:: DOCUMENT SEGMENT ::

Authorisation Number: 1052128140038

Date of advice: 19 June 2023

Ruling

Subject: Small business restructure roll-over

Question 1

Will the transfer of assets from the Trust to a new company with a different discretionary trust shareholder, satisfy the requirements of the small business restructure roll-over in Subdivision 328-G of the Income Tax Assessment Act 1997 (ITAA 1997)?

Answer

No.

Question 2

In the event the answer to question 1 is no, will the transfer of assets from the Trust to a new company with the same Trust as the shareholder, satisfy the requirements of the small business restructure roll-over in Subdivision 328-G of the ITAA 1997?

Answer

Yes.

This ruling applies for the following period:

Income year ended 30 June 20xx

The scheme commenced on:

1 July 20xx

Relevant facts and circumstances

The Trust operates a business,

Company A is the trustee of the Trust.

The Trust:

•         is a discretionary trust and is a non-fixed trust (for the purposes of section 272-70 of Schedule 2F to the ITAA 1936 (Non-fixed Trust); and

•         has a family trust election made under section 272-80 (FTE) nominating Person Z as the specified individual.

Person Z died a number of years ago.

The Proposed Restructure

The family operating the Trust's business wish to be able to retain profits in the business going forward to facilitate business reinvestment and growth.

Therefore, they wish to transfer the majority of the business assets to a newly incorporated company (New Co).

The intention is that the shareholder of New Co will be a new Non-Fixed trust (New Trust) rather than the Trust. The reason New Trust has been selected is due to the test individual for the purposes of the FTE for the Trust being deceased.

The transfer of the business assets will occur for accounting purposes at the cost reported in the accounts and for tax purposes.

The draft trust deed of New Trust will restrict the discretionary beneficiaries to any person who, under section 272-90 of Schedule 2F to ITAA 1936, is a member of the Family Group of Person Z if Person Z were the individual specified in an FTE.

The proposed trustee of New Trust will be Company A.

:::
:: RECORDED DATA ::

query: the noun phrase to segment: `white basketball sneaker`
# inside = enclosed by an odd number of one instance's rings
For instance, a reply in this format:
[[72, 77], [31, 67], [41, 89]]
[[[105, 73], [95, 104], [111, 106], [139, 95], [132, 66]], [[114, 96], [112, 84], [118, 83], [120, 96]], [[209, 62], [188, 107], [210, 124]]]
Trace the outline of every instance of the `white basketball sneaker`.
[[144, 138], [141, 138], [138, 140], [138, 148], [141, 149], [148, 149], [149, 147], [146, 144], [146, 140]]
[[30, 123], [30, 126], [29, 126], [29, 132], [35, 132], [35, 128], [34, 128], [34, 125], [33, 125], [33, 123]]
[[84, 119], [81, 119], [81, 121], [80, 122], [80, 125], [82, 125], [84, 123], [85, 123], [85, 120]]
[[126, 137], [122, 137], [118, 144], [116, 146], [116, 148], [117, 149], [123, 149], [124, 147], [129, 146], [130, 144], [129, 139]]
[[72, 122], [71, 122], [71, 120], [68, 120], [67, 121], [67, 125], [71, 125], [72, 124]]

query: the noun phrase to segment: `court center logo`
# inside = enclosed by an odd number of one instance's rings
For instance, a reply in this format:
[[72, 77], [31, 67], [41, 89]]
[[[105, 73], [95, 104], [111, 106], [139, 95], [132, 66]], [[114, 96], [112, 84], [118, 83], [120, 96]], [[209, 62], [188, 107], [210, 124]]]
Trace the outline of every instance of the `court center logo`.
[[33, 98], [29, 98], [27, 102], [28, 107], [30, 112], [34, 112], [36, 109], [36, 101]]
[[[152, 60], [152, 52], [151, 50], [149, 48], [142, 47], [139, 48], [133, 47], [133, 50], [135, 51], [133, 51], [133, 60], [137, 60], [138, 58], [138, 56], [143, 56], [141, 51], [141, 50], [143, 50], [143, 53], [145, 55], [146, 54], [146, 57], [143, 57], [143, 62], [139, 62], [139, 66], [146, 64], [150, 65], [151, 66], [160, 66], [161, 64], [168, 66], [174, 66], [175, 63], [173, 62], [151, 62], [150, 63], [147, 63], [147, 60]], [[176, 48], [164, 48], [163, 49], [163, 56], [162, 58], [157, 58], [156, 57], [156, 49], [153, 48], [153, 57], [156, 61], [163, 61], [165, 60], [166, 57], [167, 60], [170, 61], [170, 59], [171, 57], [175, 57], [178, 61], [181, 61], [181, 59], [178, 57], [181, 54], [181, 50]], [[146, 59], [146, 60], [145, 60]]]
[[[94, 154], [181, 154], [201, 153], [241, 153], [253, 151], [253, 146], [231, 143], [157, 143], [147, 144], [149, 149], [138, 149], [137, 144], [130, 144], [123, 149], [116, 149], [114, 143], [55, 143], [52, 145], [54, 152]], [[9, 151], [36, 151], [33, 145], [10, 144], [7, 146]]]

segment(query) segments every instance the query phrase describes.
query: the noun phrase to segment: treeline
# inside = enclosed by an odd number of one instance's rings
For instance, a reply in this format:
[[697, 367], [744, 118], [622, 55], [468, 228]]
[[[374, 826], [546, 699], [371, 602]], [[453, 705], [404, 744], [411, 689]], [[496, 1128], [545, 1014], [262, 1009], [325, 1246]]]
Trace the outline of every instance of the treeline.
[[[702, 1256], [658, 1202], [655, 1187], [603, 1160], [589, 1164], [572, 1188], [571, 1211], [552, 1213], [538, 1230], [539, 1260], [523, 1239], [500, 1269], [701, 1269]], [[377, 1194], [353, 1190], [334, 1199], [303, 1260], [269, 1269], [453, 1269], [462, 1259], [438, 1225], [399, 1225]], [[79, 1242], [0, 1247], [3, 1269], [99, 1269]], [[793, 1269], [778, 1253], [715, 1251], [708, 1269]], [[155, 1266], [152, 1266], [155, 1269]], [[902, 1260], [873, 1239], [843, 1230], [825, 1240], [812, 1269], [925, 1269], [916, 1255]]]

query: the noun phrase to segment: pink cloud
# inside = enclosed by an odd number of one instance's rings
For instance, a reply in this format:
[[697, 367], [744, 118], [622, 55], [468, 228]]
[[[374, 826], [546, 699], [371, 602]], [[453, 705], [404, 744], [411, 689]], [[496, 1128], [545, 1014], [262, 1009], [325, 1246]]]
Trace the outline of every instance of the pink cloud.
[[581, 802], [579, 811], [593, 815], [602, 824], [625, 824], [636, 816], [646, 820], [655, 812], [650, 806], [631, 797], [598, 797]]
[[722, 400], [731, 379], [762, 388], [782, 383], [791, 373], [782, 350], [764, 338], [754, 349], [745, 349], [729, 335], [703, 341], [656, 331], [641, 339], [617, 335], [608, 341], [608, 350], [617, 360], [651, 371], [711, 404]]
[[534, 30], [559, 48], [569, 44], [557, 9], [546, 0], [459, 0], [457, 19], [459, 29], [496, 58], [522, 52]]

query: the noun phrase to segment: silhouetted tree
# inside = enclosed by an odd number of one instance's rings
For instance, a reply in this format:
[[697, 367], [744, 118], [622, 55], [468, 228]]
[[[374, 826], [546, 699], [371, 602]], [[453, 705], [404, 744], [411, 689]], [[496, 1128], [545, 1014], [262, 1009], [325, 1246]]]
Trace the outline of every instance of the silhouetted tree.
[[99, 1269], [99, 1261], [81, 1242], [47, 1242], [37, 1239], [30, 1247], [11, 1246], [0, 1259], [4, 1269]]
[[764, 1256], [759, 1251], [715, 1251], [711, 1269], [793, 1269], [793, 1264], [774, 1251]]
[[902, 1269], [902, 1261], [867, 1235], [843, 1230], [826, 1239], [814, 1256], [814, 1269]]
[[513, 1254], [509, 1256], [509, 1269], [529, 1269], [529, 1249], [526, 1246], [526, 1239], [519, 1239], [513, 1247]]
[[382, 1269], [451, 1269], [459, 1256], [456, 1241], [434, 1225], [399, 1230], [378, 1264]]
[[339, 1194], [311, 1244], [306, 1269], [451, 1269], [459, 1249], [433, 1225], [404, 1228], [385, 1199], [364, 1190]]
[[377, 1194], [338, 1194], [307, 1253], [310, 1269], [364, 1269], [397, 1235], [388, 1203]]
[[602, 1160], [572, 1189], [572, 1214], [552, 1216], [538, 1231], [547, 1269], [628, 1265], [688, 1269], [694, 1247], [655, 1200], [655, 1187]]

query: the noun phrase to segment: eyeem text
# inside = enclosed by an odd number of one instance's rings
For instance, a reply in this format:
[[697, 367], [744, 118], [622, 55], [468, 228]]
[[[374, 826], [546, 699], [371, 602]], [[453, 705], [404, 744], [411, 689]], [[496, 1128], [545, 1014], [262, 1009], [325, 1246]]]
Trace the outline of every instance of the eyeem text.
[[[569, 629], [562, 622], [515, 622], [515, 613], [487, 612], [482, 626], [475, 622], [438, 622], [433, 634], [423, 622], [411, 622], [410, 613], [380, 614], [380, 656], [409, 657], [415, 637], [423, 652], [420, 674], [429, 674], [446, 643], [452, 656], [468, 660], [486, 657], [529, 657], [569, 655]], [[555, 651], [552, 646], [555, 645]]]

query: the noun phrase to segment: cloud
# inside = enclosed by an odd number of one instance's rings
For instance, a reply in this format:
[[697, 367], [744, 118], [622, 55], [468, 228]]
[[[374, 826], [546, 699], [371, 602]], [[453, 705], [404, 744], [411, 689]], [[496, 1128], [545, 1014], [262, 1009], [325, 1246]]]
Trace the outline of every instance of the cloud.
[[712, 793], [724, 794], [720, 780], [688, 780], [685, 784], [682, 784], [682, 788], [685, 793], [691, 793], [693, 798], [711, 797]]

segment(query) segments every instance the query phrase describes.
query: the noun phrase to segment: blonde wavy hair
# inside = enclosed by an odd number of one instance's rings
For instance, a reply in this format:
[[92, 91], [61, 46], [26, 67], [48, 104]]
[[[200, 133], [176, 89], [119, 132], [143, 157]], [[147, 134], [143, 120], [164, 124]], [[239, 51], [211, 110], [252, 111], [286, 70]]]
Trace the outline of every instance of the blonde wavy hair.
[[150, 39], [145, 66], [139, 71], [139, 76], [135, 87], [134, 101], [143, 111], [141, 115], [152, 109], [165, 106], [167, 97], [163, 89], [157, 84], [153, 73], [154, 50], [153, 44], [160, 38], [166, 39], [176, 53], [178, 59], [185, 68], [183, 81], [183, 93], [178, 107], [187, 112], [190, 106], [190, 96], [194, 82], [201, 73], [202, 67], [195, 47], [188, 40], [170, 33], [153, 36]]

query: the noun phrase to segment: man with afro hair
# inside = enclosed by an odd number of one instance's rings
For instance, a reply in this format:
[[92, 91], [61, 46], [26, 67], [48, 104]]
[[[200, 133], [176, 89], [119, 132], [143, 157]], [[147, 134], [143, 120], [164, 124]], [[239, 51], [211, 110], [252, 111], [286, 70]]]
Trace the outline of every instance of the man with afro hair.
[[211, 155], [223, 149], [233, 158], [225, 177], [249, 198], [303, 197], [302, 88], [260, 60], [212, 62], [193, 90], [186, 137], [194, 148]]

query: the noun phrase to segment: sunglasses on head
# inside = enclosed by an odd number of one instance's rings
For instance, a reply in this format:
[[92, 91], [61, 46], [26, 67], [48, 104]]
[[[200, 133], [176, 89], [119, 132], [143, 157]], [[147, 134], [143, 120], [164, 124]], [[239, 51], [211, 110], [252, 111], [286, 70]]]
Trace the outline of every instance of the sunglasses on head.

:::

TASKS>
1 - From the tax ruling, set down the passage between "The intention is" and "be Company A.", inclusive.
2 - Decide whether each statement agrees with the tax ruling, giving yes or no and quoting the deciding words: (a) Company A is the trustee of the Trust. (b) Person Z is still living. (c) A newly incorporated company is the proposed trustee of New Trust.
3 - Extend the small business restructure ruling past its final sentence.
The data has no connection to the tax ruling.

ANSWER LIST>
1 -
The intention is that the shareholder of New Co will be a new Non-Fixed trust (New Trust) rather than the Trust. The reason New Trust has been selected is due to the test individual for the purposes of the FTE for the Trust being deceased.

The transfer of the business assets will occur for accounting purposes at the cost reported in the accounts and for tax purposes.

The draft trust deed of New Trust will restrict the discretionary beneficiaries to any person who, under section 272-90 of Schedule 2F to ITAA 1936, is a member of the Family Group of Person Z if Person Z were the individual specified in an FTE.

The proposed trustee of New Trust will be Company A.

2 -
(a) Yes: "Company A is the trustee of the Trust."
(b) No: "Person Z died a number of years ago."
(c) No: "The proposed trustee of New Trust will be Company A."

3 -
The Trust is an Australian resident as will be the New Co.

Both the Trust and New Co will elect for the Subdivision 328-G of the ITAA 1997 roll-over to apply.

The Alternative Restructure

As an alternative to the Proposed Restructure, it has been proposed that in the event the answer to Question 1 is no, the transfer the business assets will occur from the Trust to New Co with the Trust as the sole shareholder.

The sole difference in this Alternative Restructure to the Proposed Restructure will be that the sole shareholder of New Co will be the Trust, instead of New Trust.

Assumptions

•         The aggregated turnover of the Trust and New Co will be less than $10 million for the period of the private ruling.

•         At the time of the transfer of the asset, or assets, the Trust and the New Co will satisfy the residency requirement in section 328-445 of the ITAA 1997.

Relevant legislative provisions

Income Tax Assessment Act 1997 Subdivision 122-A

Income Tax Assessment Act 1997 section 152-10

Income Tax Assessment Act 1997 paragraph 152-40(1)(a)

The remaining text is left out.